**What to work on**
Rescale the coordinates in the answers of the lines below by 1.8, rounding each to a whole number with halves going up. Write out every line again, changing only those numbers.

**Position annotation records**
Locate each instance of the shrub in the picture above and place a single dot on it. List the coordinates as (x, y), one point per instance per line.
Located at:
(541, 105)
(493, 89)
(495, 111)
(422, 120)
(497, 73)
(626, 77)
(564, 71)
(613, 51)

**Solution to this problem**
Locate each instance of the shrub in the picture above and place a single dot on it. List the coordinates as (x, y), one point per instance per line.
Located at:
(974, 189)
(887, 160)
(891, 200)
(760, 216)
(895, 131)
(1127, 139)
(1015, 128)
(1103, 92)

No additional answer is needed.